- _Texto fornecido_
☆ ☆ ☆ ☆ ☆

Boa Vista, 11 de março de 2022 – Arepa, hallacas ou pastel: os lanches mais tradicionais da Venezuela se misturam aos sabores brasileiros na lanchonete de Lucia Astudillo e Rosa Hurtado. Elas, que entraram no Brasil cruzando as perigosas trilhas informais entre Santa Elena de Uairén e Pacaraima, fizeram de Boa Vista (capital do Estado de Roraima), seu novo lar para um futuro com mais segurança.
Frente às dificuldades em obter a documentação necessária para um emprego formal durante a pandemia, as duas cozinheiras decidiram empreender. Começaram seu negócio em um terreno emprestado, com duas mesas, quatro cadeiras e um pequeno fogareiro.
“Nós capinamos o terreno, compramos o material inicial e decidimos, com coragem, colocar todo nosso tempo e dedicação para fazer dar certo”, conta Lucia Astudillo.

☆ ☆ ☆ ☆ ☆

Reproduza palavra por palavra o trecho do texto sobre a lanchonete venezuelana em Boa Vista que começa nas palavras com "Boa Vista, 11" e termina em "conta Lucia Astudillo.". Os registros não têm nenhuma relação com isto.

- _Dados fornecidos_
☆ ☆ ☆ ☆ ☆

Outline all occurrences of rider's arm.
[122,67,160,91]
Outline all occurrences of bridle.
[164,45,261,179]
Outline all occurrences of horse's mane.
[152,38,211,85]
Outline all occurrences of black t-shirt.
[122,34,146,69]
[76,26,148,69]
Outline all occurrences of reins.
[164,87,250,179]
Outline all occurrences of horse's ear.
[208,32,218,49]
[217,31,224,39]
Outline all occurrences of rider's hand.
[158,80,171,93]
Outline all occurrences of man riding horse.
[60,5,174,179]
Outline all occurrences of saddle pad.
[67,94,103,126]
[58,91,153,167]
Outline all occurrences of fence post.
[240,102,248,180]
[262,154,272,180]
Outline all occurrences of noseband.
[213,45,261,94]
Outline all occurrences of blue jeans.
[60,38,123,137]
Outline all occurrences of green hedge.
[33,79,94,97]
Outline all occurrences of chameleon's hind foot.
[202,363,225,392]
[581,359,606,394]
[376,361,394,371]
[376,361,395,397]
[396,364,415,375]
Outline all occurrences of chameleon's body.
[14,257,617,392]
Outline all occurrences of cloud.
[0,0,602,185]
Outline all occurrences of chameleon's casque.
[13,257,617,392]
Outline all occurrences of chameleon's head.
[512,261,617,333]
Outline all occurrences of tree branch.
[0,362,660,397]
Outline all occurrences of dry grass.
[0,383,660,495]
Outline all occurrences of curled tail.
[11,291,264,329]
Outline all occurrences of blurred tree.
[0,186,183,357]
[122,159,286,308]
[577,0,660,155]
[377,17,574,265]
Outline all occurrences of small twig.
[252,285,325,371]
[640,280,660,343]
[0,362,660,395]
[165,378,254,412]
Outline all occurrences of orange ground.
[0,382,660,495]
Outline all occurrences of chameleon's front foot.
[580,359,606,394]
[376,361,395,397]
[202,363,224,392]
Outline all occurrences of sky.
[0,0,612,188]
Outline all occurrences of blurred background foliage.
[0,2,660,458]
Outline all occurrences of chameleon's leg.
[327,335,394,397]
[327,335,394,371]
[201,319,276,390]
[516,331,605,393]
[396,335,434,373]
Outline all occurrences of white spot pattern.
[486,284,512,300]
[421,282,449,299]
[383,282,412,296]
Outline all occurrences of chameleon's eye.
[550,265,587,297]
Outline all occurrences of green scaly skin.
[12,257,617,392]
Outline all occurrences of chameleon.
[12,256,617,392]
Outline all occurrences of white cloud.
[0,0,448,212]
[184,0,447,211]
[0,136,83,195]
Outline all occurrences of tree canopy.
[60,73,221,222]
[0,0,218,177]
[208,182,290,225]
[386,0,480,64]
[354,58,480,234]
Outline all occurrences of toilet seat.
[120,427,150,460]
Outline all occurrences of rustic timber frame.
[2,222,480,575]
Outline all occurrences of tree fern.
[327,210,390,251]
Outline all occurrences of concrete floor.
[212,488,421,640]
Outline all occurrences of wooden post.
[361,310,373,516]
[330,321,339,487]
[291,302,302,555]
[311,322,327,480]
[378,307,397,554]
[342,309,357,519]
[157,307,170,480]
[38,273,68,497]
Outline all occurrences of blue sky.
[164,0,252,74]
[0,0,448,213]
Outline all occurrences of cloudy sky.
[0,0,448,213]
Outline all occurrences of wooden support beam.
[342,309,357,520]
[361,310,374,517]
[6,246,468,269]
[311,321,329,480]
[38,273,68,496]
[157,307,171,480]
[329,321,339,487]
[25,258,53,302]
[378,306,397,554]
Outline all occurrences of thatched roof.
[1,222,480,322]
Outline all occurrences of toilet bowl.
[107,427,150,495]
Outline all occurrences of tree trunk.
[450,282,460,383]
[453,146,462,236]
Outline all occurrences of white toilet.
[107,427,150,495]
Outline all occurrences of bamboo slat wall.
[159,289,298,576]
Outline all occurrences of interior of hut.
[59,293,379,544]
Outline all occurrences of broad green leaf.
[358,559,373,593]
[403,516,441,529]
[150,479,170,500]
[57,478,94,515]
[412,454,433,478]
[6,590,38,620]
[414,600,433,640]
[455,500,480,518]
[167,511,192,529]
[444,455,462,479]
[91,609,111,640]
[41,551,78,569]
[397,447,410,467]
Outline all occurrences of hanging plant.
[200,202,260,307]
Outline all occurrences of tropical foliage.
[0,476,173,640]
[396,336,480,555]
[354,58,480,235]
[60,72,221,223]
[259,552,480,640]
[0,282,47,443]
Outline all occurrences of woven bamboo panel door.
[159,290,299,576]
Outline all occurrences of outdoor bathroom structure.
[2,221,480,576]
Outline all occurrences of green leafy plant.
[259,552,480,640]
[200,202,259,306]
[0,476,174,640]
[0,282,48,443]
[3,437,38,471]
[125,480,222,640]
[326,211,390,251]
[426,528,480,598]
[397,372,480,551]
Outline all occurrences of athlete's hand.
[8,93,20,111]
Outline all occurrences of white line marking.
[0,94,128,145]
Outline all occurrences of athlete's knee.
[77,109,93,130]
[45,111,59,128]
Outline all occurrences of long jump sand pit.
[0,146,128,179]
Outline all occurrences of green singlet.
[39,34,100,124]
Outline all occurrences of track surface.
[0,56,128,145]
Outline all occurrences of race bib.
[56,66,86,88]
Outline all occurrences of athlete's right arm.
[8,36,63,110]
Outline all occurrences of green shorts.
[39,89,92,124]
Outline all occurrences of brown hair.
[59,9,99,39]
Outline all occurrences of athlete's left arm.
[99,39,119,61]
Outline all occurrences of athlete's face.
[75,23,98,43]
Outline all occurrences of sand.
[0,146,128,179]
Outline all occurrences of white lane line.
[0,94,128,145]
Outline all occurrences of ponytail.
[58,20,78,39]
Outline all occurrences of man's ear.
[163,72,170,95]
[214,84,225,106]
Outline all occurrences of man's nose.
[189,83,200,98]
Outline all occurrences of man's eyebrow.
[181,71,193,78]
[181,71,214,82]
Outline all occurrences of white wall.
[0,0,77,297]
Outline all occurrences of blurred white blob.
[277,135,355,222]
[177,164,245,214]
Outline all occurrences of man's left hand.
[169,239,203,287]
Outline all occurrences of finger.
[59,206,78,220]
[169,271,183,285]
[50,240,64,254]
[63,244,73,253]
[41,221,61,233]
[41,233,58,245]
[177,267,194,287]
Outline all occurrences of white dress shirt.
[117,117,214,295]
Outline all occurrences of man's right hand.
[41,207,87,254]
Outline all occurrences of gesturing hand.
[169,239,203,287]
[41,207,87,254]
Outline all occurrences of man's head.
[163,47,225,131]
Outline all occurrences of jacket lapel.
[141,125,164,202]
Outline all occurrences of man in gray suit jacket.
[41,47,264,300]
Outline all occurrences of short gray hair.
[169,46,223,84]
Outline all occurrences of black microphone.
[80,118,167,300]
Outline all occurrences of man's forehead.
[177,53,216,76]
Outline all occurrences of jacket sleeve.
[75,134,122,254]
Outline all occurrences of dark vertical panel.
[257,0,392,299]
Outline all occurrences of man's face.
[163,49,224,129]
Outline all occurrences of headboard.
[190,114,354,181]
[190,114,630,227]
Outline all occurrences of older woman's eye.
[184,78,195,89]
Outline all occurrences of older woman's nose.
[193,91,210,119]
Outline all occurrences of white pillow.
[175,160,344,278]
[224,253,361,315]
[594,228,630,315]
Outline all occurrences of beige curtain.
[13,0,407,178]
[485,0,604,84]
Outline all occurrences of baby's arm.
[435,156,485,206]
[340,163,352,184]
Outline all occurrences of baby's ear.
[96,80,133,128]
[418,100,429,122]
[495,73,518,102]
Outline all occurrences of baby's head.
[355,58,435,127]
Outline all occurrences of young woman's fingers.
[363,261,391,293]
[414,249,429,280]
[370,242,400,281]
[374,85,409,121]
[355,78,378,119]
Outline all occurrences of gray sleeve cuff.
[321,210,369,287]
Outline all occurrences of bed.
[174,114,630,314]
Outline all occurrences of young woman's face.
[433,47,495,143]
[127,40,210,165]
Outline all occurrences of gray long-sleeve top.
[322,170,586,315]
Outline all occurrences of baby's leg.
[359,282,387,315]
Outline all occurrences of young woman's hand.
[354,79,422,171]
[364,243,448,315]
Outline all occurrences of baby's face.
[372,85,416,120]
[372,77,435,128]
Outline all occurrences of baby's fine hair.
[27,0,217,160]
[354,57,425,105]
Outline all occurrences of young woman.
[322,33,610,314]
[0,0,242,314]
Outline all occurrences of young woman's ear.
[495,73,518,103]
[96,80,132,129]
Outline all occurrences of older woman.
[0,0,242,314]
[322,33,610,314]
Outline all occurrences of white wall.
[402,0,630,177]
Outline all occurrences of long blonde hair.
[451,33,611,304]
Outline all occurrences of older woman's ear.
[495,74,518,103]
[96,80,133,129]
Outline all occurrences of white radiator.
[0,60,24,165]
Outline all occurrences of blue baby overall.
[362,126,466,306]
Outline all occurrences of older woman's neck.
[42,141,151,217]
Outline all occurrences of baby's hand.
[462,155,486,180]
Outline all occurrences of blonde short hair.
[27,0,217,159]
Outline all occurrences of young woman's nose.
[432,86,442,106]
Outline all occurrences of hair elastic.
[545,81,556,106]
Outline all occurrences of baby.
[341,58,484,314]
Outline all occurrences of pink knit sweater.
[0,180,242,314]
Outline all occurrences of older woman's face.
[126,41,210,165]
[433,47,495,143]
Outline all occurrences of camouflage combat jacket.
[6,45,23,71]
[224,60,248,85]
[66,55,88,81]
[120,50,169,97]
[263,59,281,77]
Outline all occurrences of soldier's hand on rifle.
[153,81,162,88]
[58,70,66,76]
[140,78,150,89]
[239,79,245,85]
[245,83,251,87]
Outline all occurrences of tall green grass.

☆ ☆ ☆ ☆ ☆

- _Resposta_
Boa Vista, 11 de março de 2022 – Arepa, hallacas ou pastel: os lanches mais tradicionais da Venezuela se misturam aos sabores brasileiros na lanchonete de Lucia Astudillo e Rosa Hurtado. Elas, que entraram no Brasil cruzando as perigosas trilhas informais entre Santa Elena de Uairén e Pacaraima, fizeram de Boa Vista (capital do Estado de Roraima), seu novo lar para um futuro com mais segurança.
Frente às dificuldades em obter a documentação necessária para um emprego formal durante a pandemia, as duas cozinheiras decidiram empreender. Começaram seu negócio em um terreno emprestado, com duas mesas, quatro cadeiras e um pequeno fogareiro.
“Nós capinamos o terreno, compramos o material inicial e decidimos, com coragem, colocar todo nosso tempo e dedicação para fazer dar certo”, conta Lucia Astudillo.